++++ Records supplied

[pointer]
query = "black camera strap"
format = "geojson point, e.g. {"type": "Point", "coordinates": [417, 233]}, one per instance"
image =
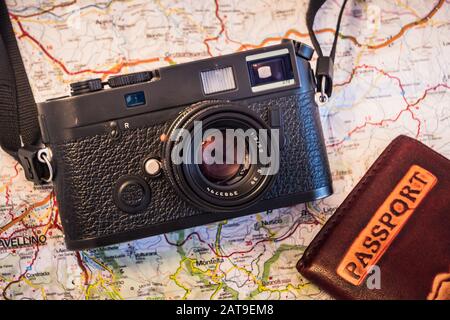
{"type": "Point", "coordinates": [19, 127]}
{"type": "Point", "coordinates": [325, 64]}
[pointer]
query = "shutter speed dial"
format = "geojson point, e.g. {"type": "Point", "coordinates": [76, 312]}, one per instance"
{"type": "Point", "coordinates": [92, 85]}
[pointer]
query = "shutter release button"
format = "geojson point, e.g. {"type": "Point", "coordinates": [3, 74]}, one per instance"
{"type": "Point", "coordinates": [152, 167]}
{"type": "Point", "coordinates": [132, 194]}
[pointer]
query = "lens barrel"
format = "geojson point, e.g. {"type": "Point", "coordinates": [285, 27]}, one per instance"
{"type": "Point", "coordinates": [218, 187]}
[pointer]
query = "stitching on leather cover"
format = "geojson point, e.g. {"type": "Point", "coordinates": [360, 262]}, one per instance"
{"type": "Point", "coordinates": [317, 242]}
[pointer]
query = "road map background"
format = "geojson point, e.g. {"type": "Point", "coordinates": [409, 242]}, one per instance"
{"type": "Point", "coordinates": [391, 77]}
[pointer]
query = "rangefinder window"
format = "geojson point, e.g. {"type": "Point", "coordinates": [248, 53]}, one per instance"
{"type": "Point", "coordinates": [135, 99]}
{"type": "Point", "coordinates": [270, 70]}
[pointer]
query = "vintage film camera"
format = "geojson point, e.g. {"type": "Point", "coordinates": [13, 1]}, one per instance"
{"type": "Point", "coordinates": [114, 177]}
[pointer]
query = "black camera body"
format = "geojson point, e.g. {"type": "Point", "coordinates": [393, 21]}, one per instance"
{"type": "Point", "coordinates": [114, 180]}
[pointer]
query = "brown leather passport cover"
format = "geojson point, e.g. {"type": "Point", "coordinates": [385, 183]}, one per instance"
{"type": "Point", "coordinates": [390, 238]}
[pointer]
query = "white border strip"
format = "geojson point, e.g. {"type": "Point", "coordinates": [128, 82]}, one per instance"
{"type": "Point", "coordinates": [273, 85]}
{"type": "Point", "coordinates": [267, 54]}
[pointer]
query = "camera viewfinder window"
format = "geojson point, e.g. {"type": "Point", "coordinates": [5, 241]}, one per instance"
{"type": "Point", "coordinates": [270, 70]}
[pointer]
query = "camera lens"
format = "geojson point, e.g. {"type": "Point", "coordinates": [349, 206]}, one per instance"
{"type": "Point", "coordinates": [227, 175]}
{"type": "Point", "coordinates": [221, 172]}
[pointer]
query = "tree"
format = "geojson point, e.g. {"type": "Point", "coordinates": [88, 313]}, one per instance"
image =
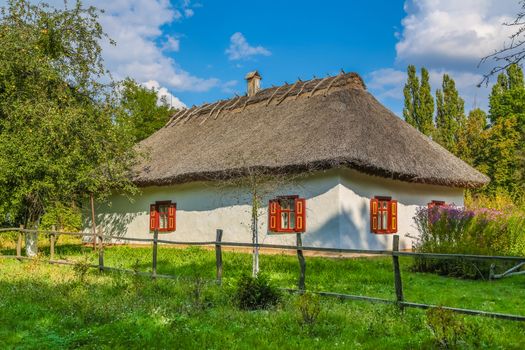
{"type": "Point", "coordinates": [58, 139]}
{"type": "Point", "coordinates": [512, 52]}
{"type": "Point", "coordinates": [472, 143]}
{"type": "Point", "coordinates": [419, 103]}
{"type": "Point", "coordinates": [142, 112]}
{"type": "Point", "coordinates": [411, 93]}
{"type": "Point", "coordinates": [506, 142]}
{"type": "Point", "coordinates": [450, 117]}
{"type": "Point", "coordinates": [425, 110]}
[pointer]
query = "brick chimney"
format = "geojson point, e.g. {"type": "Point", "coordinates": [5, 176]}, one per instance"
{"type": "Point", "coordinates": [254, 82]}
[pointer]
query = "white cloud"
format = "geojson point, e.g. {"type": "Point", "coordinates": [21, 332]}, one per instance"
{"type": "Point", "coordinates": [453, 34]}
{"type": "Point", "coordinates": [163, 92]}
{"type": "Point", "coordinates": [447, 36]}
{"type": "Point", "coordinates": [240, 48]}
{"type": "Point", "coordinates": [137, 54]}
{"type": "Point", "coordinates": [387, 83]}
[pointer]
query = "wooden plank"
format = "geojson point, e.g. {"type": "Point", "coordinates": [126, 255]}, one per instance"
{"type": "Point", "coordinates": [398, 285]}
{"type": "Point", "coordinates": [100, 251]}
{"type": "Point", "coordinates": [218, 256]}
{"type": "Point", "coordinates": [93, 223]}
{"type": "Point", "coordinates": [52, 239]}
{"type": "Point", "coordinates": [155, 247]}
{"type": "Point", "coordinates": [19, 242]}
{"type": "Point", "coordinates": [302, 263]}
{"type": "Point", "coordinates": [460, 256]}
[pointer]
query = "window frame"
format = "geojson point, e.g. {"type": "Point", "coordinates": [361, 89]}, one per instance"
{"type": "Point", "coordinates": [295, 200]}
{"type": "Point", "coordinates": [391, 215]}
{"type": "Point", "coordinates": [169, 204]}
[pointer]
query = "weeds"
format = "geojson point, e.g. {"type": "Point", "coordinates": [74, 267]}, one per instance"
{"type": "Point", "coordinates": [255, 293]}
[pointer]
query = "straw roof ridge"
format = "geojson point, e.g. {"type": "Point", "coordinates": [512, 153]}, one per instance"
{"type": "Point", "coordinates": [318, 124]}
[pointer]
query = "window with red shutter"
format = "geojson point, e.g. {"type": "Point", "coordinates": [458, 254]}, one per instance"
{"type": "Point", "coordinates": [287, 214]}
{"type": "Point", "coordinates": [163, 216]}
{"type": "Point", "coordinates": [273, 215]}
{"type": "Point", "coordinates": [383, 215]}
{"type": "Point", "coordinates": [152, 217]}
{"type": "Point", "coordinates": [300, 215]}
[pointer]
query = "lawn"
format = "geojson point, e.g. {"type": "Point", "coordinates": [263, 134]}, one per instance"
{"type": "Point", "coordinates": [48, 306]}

++++++++
++++ Records supplied

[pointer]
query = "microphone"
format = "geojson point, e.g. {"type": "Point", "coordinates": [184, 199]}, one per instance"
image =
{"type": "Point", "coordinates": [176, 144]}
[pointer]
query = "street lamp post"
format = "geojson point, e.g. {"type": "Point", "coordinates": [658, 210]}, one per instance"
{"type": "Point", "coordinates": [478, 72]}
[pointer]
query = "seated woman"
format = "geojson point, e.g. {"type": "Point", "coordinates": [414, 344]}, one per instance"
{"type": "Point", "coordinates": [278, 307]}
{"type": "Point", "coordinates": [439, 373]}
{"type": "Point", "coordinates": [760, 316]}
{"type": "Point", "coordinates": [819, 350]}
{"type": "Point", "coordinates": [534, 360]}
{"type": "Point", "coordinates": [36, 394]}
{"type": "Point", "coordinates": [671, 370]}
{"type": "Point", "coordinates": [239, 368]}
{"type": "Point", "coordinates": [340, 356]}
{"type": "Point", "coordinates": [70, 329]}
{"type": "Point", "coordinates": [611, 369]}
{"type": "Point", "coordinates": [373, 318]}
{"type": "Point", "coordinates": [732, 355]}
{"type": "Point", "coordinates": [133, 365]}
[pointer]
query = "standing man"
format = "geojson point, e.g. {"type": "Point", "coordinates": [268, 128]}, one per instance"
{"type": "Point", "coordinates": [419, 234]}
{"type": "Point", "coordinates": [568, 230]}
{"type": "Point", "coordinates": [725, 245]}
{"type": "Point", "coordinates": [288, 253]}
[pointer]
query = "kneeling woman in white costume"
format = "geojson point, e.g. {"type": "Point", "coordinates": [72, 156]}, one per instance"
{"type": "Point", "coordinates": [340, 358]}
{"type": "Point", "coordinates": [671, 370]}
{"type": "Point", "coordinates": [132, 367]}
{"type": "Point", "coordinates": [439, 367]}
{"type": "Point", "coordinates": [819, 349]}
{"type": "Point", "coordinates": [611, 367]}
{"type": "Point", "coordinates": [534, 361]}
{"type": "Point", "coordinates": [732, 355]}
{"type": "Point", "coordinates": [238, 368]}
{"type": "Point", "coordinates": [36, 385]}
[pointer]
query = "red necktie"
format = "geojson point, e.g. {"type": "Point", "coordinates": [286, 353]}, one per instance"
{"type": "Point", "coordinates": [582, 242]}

++++++++

• Given instruction:
Gather every line above that contains the string "shutter" and copy each one out. Case counts, so include only lines whose capitalization matches.

• Final result:
query = "shutter speed dial"
query = "shutter release button"
query = "window with red shutter"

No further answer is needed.